• [TASK TO COMPLETE]: Below are some entries. Output each one exactly as it appears.

• [DATA SUPPLIED]:

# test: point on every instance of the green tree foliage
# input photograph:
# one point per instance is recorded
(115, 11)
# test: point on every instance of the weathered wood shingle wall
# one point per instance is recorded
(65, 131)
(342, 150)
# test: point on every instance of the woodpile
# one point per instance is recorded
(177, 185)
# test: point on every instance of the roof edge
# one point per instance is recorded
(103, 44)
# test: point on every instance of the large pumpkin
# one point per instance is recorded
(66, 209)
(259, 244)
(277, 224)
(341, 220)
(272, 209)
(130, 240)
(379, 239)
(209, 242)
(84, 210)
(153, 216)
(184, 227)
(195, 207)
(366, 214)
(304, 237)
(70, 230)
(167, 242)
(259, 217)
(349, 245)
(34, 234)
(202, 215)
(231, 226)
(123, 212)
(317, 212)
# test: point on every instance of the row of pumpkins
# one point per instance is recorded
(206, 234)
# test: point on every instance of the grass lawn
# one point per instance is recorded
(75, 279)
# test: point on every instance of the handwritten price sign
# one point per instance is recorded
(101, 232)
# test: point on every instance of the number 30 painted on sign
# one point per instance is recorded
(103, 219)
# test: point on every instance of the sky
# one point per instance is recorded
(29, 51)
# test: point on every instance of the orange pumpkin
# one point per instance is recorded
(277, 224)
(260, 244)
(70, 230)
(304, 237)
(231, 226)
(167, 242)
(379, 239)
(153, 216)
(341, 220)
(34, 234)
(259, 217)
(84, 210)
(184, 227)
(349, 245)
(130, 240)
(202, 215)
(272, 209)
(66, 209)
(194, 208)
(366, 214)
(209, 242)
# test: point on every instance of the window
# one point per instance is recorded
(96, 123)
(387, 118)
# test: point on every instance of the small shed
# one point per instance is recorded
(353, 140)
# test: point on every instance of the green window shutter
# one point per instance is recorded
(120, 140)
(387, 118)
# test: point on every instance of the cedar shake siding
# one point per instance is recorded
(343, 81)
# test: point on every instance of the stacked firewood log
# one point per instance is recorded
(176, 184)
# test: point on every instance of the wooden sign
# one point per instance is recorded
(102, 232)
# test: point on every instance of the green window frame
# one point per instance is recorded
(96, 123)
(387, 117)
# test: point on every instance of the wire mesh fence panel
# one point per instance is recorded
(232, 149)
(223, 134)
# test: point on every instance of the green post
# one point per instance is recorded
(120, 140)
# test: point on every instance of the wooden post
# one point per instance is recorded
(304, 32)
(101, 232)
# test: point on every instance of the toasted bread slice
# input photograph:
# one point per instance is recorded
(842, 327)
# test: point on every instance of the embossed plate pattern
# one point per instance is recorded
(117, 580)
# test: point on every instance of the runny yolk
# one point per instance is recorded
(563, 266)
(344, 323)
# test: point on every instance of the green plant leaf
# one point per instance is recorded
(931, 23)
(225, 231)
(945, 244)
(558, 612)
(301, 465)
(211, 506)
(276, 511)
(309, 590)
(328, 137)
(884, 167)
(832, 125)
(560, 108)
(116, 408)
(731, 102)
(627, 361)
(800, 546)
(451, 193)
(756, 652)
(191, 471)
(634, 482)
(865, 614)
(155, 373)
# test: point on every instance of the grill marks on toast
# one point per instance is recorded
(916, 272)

• [SOLVED PROBLEM]:
# test: point on every instance of the green tree foliage
# input photograph:
# one point per instance is recorded
(115, 11)
# test: point on every instance of the weathered wood shingle wall
# one point per instance is recorded
(65, 131)
(342, 150)
# test: point on every instance of the woodpile
# one point per instance is recorded
(177, 185)
# test: point on every instance of the roof edge
# one point per instance is recorded
(103, 44)
# test: point on every instance of the large pumpkin
# one point per instance is recorded
(66, 209)
(259, 244)
(277, 224)
(341, 220)
(272, 209)
(130, 240)
(379, 239)
(209, 242)
(84, 210)
(153, 216)
(184, 227)
(195, 207)
(366, 214)
(304, 237)
(70, 230)
(167, 242)
(259, 217)
(349, 245)
(34, 234)
(202, 215)
(231, 226)
(123, 212)
(317, 212)
# test: point on every instance of the row of pumpkins
# one point per instance is recorded
(206, 234)
# test: point on every instance of the grass lawn
# one point per instance is recorded
(75, 279)
# test: point on every instance of the handwritten price sign
# one point per instance is recorded
(101, 232)
# test: point on every instance of the number 30 painted on sign
# one point per instance is recorded
(103, 219)
# test: point on every instance of the sky
# one point per instance is recorded
(29, 51)
# test: point on every instance of the orange pumpkin
# one point per instance is recorded
(277, 224)
(260, 244)
(70, 230)
(304, 237)
(231, 226)
(167, 242)
(379, 239)
(153, 216)
(341, 220)
(34, 234)
(259, 217)
(84, 210)
(184, 227)
(349, 245)
(130, 240)
(202, 215)
(272, 209)
(66, 209)
(194, 208)
(366, 214)
(209, 242)
# test: point on every instance of the window
# one point per instance is recorded
(96, 123)
(387, 118)
# test: point on every instance of the small shed
# one point per instance is recorded
(353, 140)
# test: point on every instance of the green window shutter
# one point per instance is recorded
(120, 140)
(387, 118)
# test: point on every instance of the cedar shake siding
# one point per instance is recorded
(343, 81)
# test: point on every instance of the stacked firewood log
# one point per instance is recorded
(176, 184)
# test: point on every instance of the wooden sign
# one point per instance is recorded
(102, 232)
# test: point on every instance of the green window frame
# one point per instance is recorded
(96, 123)
(387, 117)
# test: point on every instance of the wire mesh fence panel
# one point per instance is recorded
(232, 149)
(223, 134)
# test: point on every instance of the green post
# one point per instance is recorded
(120, 140)
# test: point on every instance of the wooden post
# one point per instance is recorded
(304, 32)
(101, 232)
# test: point on every instance of the toasted bread slice
# input photograph:
# one point per instance is recorded
(842, 327)
# test: point on every instance of the embossed plate pattern
# one point per instance is recorded
(117, 580)
# test: point on every instance of the runny yolk
# one point per instance is recorded
(563, 266)
(344, 323)
# test: point on every instance of the green plant leaf
# one point per instance is recorded
(931, 23)
(225, 231)
(945, 244)
(558, 612)
(301, 465)
(211, 506)
(276, 511)
(309, 590)
(328, 137)
(884, 167)
(832, 125)
(560, 108)
(116, 408)
(731, 102)
(627, 361)
(800, 546)
(451, 193)
(756, 652)
(191, 471)
(634, 482)
(865, 614)
(155, 373)
# test: point on every instance of the grill marks on toast
# one point per instance is recorded
(916, 272)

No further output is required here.